* START *

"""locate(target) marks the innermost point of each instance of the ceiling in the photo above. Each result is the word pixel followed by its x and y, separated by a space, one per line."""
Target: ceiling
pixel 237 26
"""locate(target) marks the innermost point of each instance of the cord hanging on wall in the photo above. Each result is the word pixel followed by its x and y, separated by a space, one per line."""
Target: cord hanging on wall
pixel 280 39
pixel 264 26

* END *

- DIRECTIVE
Reproduce all of the material above with every occurrence of "innermost" changed to "central" and nothing else altered.

- SOLUTION TO THIS TASK
"""locate(target) marks the central point of each instance of the ceiling in the photo above. Each result is the word pixel followed by its x and y, separated by a space, one per line."""
Target: ceiling
pixel 237 26
"""locate(target) marks the central point of each instance of the cord hanging on wall in the photo above. Each result is the word pixel followed by its x and y, separated by a space, one per line."""
Target: cord hanging on wall
pixel 280 39
pixel 264 26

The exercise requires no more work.